MATERIAL FOR THE TASK:
——————————

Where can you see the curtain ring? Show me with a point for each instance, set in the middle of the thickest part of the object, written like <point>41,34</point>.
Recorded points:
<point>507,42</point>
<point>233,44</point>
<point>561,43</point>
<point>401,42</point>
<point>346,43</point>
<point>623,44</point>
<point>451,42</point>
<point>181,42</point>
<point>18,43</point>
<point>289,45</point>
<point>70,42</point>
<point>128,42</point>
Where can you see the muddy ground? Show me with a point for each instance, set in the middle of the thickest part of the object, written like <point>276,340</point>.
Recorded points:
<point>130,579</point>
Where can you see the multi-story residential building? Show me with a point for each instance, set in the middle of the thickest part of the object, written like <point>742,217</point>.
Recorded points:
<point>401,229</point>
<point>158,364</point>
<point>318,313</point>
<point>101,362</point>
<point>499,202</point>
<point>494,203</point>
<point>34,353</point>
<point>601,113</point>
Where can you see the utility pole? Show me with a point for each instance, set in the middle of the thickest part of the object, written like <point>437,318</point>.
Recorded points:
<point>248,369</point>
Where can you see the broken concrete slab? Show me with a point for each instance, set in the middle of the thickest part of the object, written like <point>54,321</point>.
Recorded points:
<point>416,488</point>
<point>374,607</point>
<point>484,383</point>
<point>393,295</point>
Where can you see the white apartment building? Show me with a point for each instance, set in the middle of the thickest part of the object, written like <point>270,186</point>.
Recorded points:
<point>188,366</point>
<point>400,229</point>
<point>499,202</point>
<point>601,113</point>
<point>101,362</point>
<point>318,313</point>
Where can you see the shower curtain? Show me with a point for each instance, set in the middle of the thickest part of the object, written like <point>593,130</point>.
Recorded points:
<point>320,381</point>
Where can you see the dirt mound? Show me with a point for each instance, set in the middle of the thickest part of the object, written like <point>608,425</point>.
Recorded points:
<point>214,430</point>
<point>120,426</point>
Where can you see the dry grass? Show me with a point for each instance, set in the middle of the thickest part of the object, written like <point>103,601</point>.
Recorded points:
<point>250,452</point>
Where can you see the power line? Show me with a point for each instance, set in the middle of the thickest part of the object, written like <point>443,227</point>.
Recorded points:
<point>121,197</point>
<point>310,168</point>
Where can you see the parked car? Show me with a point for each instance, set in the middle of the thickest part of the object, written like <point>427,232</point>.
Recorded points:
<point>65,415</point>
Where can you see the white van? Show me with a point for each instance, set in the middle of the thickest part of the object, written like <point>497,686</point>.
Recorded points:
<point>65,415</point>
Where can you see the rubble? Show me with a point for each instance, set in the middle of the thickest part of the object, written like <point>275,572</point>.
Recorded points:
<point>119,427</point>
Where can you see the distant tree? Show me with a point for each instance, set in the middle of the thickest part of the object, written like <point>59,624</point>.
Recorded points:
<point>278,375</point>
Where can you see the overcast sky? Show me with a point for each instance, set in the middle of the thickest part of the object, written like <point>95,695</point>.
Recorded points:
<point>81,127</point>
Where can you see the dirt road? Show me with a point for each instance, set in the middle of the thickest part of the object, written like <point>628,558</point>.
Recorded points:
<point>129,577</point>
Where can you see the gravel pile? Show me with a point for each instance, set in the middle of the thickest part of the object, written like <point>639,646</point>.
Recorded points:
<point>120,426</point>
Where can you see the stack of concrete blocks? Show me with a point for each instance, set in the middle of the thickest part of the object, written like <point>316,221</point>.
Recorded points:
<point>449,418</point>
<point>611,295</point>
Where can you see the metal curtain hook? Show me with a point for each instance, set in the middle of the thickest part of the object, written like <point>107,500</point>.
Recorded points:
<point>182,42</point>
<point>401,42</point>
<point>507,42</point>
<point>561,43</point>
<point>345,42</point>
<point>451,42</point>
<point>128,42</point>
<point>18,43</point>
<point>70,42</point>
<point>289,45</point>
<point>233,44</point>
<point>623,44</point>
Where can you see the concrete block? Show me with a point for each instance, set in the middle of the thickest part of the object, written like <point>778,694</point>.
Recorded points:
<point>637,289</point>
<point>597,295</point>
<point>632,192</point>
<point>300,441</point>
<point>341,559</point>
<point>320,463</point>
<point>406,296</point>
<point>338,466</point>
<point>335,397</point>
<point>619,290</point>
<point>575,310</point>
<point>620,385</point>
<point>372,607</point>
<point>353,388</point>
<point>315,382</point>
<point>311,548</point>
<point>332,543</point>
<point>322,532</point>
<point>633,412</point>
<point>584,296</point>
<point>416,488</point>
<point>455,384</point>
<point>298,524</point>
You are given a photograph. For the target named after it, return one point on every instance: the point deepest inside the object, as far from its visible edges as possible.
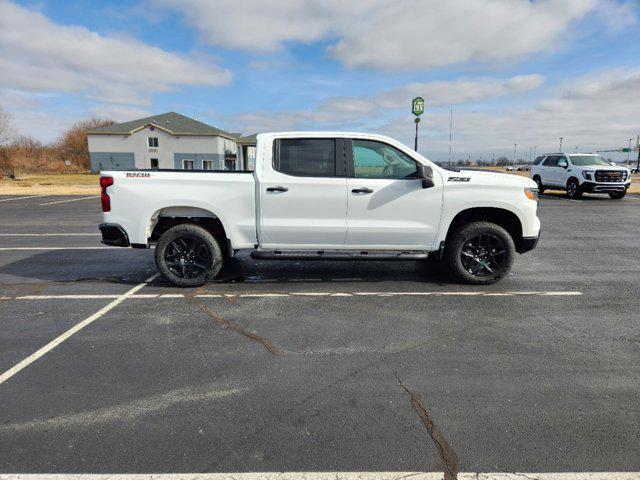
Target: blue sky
(513, 71)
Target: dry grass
(87, 183)
(56, 184)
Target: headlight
(531, 193)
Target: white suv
(579, 173)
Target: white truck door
(564, 171)
(387, 208)
(549, 171)
(303, 195)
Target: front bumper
(527, 244)
(593, 187)
(113, 235)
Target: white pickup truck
(328, 196)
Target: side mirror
(425, 173)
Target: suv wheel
(617, 195)
(188, 255)
(480, 253)
(573, 189)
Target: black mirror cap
(425, 172)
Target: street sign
(418, 106)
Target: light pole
(417, 108)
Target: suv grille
(609, 176)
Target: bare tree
(6, 134)
(6, 129)
(73, 143)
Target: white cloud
(40, 55)
(597, 111)
(349, 112)
(407, 35)
(593, 112)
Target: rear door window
(552, 161)
(373, 159)
(306, 157)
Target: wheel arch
(167, 217)
(500, 216)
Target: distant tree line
(21, 154)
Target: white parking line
(5, 249)
(67, 201)
(22, 198)
(325, 476)
(293, 295)
(49, 234)
(76, 328)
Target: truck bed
(139, 197)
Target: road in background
(338, 366)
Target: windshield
(586, 160)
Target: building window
(229, 160)
(187, 164)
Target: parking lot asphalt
(337, 366)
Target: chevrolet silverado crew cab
(577, 173)
(320, 195)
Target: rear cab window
(305, 157)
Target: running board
(335, 255)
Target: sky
(515, 72)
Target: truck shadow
(244, 269)
(131, 267)
(121, 266)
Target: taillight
(104, 196)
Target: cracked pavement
(305, 383)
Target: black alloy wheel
(187, 257)
(483, 255)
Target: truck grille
(609, 176)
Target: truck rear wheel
(188, 255)
(480, 253)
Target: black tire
(188, 255)
(574, 190)
(472, 257)
(617, 195)
(538, 180)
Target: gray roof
(171, 121)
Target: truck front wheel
(480, 253)
(188, 255)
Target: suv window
(306, 157)
(552, 161)
(379, 160)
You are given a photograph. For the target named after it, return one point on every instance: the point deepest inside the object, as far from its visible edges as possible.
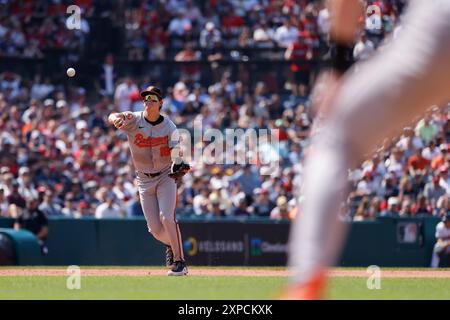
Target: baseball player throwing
(386, 93)
(149, 136)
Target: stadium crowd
(56, 146)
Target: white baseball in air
(71, 72)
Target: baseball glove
(178, 170)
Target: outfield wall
(384, 242)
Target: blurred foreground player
(361, 108)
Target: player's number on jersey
(73, 22)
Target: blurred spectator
(69, 208)
(108, 76)
(262, 206)
(363, 49)
(200, 202)
(281, 211)
(426, 129)
(248, 180)
(242, 208)
(421, 207)
(209, 36)
(441, 249)
(15, 197)
(35, 221)
(215, 207)
(122, 94)
(392, 208)
(108, 209)
(49, 205)
(4, 205)
(433, 191)
(190, 72)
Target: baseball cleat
(169, 256)
(312, 290)
(179, 269)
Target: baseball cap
(49, 102)
(150, 92)
(392, 201)
(61, 104)
(24, 170)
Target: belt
(152, 175)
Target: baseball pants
(387, 92)
(158, 199)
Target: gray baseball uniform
(150, 146)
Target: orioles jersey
(150, 144)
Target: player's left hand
(178, 170)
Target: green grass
(155, 287)
(348, 288)
(219, 287)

——————————

YOUR OBJECTIVE: Find how many lines of the listing include the string "concrete" and give that number, nothing else.

OUTPUT OF THE TASK: 3